**THE PROBLEM**.
Return the listing below unchanged, except that the pictures are dropped.
────────
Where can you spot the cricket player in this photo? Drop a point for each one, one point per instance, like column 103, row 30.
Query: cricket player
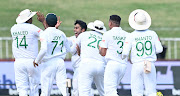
column 54, row 46
column 144, row 45
column 79, row 27
column 111, row 48
column 92, row 63
column 25, row 49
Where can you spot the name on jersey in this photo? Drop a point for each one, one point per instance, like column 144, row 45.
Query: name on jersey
column 57, row 38
column 145, row 38
column 119, row 38
column 94, row 36
column 20, row 33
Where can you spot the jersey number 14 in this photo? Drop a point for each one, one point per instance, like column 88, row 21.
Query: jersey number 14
column 22, row 42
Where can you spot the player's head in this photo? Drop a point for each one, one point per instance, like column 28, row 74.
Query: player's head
column 97, row 26
column 51, row 19
column 79, row 27
column 25, row 16
column 114, row 21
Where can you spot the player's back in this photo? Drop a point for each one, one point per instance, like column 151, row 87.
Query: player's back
column 25, row 40
column 56, row 41
column 90, row 45
column 115, row 39
column 144, row 45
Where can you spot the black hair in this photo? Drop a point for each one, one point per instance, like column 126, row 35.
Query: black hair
column 115, row 19
column 51, row 19
column 81, row 23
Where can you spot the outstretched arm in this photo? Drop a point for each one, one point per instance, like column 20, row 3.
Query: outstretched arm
column 41, row 18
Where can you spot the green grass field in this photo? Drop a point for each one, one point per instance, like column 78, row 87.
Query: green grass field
column 164, row 13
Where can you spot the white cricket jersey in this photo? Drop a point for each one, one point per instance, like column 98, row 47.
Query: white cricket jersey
column 144, row 45
column 75, row 59
column 25, row 40
column 114, row 40
column 53, row 44
column 89, row 43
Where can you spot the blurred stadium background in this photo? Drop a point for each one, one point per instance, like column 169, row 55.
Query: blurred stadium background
column 165, row 21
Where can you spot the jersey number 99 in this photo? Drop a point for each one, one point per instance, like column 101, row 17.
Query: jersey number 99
column 144, row 48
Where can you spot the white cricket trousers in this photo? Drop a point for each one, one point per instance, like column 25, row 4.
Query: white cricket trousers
column 75, row 82
column 114, row 72
column 91, row 70
column 26, row 77
column 140, row 78
column 53, row 69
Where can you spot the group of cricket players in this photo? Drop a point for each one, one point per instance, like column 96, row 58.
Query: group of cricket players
column 99, row 55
────────
**WRITTEN ANSWER**.
Where can you spot the cricket player in this photo? Drop a point for each one, one point per instance, like column 103, row 30.
Query: cricket player
column 54, row 46
column 144, row 45
column 79, row 27
column 111, row 48
column 92, row 63
column 25, row 49
Where can you spot the name on jersey in this photo? Drop a point for each one, one point per instance, like column 144, row 45.
Query: name on jersey
column 57, row 38
column 145, row 38
column 119, row 38
column 94, row 36
column 20, row 33
Where can you spot the jersey number 14 in this photo? Drop a point for each one, one point per instance, like column 88, row 21.
Query: jersey number 14
column 22, row 42
Where can you spot the player's head in this photo? Drop a point for each one, one point per instance, like column 28, row 74.
Query: player's head
column 97, row 26
column 51, row 19
column 79, row 27
column 25, row 16
column 114, row 21
Where can you spot the player's back in this photo? Drop a point for each one, one point per instance, like column 151, row 87.
Query: player's back
column 25, row 40
column 56, row 41
column 90, row 45
column 115, row 39
column 144, row 45
Where can you spot the black hair in this photo? Drop a point for each one, one point per instance, like column 126, row 35.
Query: black hair
column 115, row 19
column 51, row 19
column 81, row 23
Where can you spot the outstretched arm in this photo? Drop a point for each one, one point per instance, like column 20, row 3.
Query: outstretched arm
column 41, row 18
Where can you spot the green grass field in this photo? Drop a point for each one, one point per instance, like column 78, row 87.
Query: green grass field
column 164, row 13
Where can you spot the white cricket jersey in this photo? Drop a point for each one, one point per instance, like column 98, row 47.
Query: white cricket jersey
column 144, row 45
column 75, row 59
column 25, row 40
column 114, row 40
column 53, row 44
column 89, row 43
Where can you spot the blurred stadium background in this photo? Drop a point for each one, one point per instance, like column 169, row 55.
Query: blurred stadium background
column 165, row 21
Where can you spot the jersey number 99 in this photo? Drop a point for each one, one point per instance, like column 101, row 17.
Query: jersey number 99
column 144, row 48
Where can you spot the white cricket trousers in this photo? Drop a point for each one, one point per instance, like column 25, row 4.
Query: white cricket trousers
column 75, row 82
column 114, row 72
column 91, row 70
column 26, row 77
column 140, row 78
column 53, row 69
Where can you spot the group of cricket players in this photo? Drop a point for each one, one point per instance, like column 96, row 58.
Query: group of cricket players
column 99, row 55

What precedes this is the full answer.